### BRIEF 1
From the passage on Eddy Merckx, print the text from "As far as Boifava" up to and including "headstrong, so hasty?".
### BRIEF 2
Answer these questions using the passage on Eddy Merckx:
(a) How many people applauded as Merckx and Boifava rode into the Stadio Atleti Azzurri d'Italia?
(b) Who was Merckx's Faema directeur sportif?
(c) How long was Boifava in a coma after his crash in training?

### EXTRACT PROVIDED
_____

As he and Boifava rode into the Stadio Atleti Azzurri d’Italia, Merckx cried and 25,000 people applauded. He crossed the line and could barely blubber a few words of apology in Boifava’s ear. He then turned to the journalists and admitted, ‘It went badly, really badly. I kidded myself about my strength. I started really fast, trying to beat the record, then I collapsed suddenly. Boifava was amazing…it was me who got it all wrong.’ As his Faema directeur sportif Marino Vigna placed a hand on his shoulder, above the continuing ovation, Merckx mustered enough humour for a sardonic observation. ‘You see, Marino, the only way I can get people to like me is by losing…’
‘The Italian fans had turned on him a bit after Savona,’ Vigna explains now. ‘Gimondi’s camp really destroyed a lot of the goodwill
the
Italians felt towards Eddy. Part of it wasn’t their fault; the Italians were always going to resent a foreigner. But they also came up with a different excuse every time he beat them, instead of recognising his brilliant performances for what they were.’
Perhaps it was no coincidence then, that in Gimondi’s home town, the
tifosi
warmed to the uncommon spectacle of Merckx suffering on a bike. Boifava conceded that he had ‘probably lost my only opportunity to win the Baracchi’, while also understanding that the race had come too soon for Merckx. Months later his own career would be badly affected by a crash in training which left him in a coma for ten days. He went on to win a handful of races before retiring at age 31 in 1978, but would forever be remembered as ‘the man who made Eddy Merckx cry’.
As far as Boifava and plenty of others were concerned, Merckx would be back to his tyrannical former self, if not in the last criteriums before the end of the ’69 season, then at least in the New Year. How could they be so sure? Merckx wished he knew, because that comment about Blois one day being ‘just a bad memory’ betrayed not only his, but every athlete’s, gravest anxiety. In Bergamo, his head throbbed. Were these the occasional, permanent symptoms that doctor in Blois had warned him about, or just the born winner’s psychosomatic rejection of heavy defeat? What if ignoring the doctor’s advice to leave it a few more days, perhaps even weeks, before getting back on his bike had been a dire mistake? Hadn’t people been telling him for years not to be so headstrong, so hasty?

_____

### DATA SECTION
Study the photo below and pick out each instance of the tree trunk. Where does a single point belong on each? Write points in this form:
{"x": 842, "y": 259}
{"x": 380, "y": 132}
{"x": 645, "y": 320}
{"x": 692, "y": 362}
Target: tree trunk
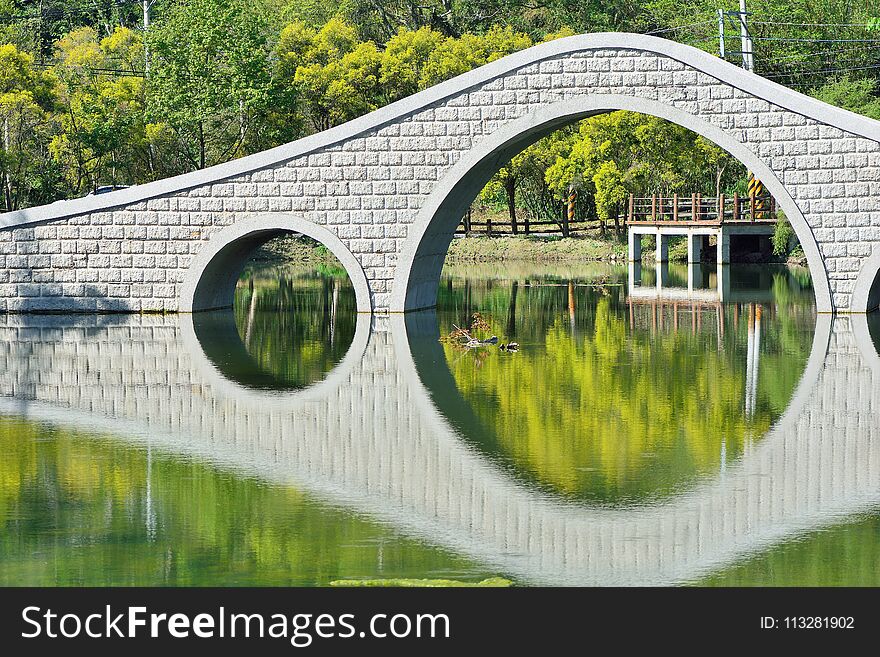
{"x": 510, "y": 190}
{"x": 201, "y": 145}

_____

### WRITTEN RESPONSE 1
As far as Boifava and plenty of others were concerned, Merckx would be back to his tyrannical former self, if not in the last criteriums before the end of the ’69 season, then at least in the New Year. How could they be so sure? Merckx wished he knew, because that comment about Blois one day being ‘just a bad memory’ betrayed not only his, but every athlete’s, gravest anxiety. In Bergamo, his head throbbed. Were these the occasional, permanent symptoms that doctor in Blois had warned him about, or just the born winner’s psychosomatic rejection of heavy defeat? What if ignoring the doctor’s advice to leave it a few more days, perhaps even weeks, before getting back on his bike had been a dire mistake? Hadn’t people been telling him for years not to be so headstrong, so hasty?

### WRITTEN RESPONSE 2
(a) 25,000 people
(b) Marino Vigna
(c) Ten days